Written request ▸
Rescale the stretch of records from the line containing "Exercise. Point out the green foliage" through the end of the records, both ends included. Rewrite those lines with their requests, multiplying every point coordinate in the answers by 2.45 and rounding to whole numbers (halves round up), and give only those lines.

Input for this task ▸
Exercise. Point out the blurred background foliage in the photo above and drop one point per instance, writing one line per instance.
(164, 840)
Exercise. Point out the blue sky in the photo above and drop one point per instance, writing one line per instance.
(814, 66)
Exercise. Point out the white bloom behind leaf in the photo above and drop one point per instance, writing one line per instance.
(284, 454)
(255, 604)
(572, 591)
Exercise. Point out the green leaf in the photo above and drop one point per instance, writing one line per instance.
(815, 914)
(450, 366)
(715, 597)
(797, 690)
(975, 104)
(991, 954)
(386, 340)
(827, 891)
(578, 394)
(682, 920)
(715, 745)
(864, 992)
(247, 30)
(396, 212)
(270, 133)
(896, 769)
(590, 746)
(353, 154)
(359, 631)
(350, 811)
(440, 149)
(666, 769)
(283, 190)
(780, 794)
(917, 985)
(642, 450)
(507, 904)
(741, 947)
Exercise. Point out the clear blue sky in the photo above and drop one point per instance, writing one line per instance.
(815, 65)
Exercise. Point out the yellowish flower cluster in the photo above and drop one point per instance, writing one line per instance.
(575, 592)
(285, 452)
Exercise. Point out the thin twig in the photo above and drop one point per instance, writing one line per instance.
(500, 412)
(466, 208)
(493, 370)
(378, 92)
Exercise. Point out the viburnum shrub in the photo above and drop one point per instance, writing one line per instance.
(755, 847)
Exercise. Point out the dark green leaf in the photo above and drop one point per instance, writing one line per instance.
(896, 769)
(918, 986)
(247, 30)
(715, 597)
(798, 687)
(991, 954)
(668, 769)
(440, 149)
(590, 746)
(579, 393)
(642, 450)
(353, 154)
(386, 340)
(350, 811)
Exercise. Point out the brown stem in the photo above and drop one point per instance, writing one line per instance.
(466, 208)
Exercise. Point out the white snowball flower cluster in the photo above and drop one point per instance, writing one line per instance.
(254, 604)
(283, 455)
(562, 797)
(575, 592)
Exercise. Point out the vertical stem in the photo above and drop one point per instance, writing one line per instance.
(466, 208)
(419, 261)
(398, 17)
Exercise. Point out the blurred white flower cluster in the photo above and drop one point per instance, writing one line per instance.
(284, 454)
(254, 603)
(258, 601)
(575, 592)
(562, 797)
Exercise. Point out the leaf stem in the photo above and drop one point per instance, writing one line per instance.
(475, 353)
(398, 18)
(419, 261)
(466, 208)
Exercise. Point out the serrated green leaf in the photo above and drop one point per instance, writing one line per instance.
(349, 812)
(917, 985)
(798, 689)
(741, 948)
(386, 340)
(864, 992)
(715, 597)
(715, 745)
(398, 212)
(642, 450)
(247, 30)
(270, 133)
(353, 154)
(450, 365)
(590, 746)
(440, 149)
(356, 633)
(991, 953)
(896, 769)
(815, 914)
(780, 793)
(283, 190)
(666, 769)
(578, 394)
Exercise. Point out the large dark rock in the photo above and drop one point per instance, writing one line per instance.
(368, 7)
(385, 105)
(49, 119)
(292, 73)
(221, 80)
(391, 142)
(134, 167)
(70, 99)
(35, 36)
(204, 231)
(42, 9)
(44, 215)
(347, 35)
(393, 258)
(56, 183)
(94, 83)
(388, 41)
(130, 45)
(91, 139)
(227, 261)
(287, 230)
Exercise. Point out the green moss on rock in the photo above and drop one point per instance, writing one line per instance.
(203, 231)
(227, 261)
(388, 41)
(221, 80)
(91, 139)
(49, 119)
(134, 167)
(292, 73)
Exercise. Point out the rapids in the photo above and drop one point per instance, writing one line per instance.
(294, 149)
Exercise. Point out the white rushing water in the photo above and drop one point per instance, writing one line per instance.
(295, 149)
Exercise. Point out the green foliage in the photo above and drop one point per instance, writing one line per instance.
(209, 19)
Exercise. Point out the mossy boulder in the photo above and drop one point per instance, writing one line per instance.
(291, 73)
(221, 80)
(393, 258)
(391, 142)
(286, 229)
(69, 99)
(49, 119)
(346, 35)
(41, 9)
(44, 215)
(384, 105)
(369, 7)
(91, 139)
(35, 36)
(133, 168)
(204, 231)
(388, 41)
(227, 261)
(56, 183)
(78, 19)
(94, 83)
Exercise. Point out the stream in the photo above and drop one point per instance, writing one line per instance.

Solved exercise ▸
Exercise. Point out the green foliage in the photo above and drop one point per instance, writing one line per instance.
(512, 47)
Exercise. Point out the mossy boulder in the photo above and drop one point per instance, writing one line per instance.
(713, 179)
(541, 196)
(963, 632)
(958, 348)
(701, 561)
(169, 243)
(120, 292)
(848, 86)
(100, 22)
(108, 527)
(941, 257)
(904, 17)
(223, 341)
(86, 88)
(326, 412)
(500, 566)
(951, 100)
(556, 639)
(137, 448)
(191, 47)
(230, 203)
Exercise. Point out the stream in the photo above and drop one point per instance, writing one line per instance.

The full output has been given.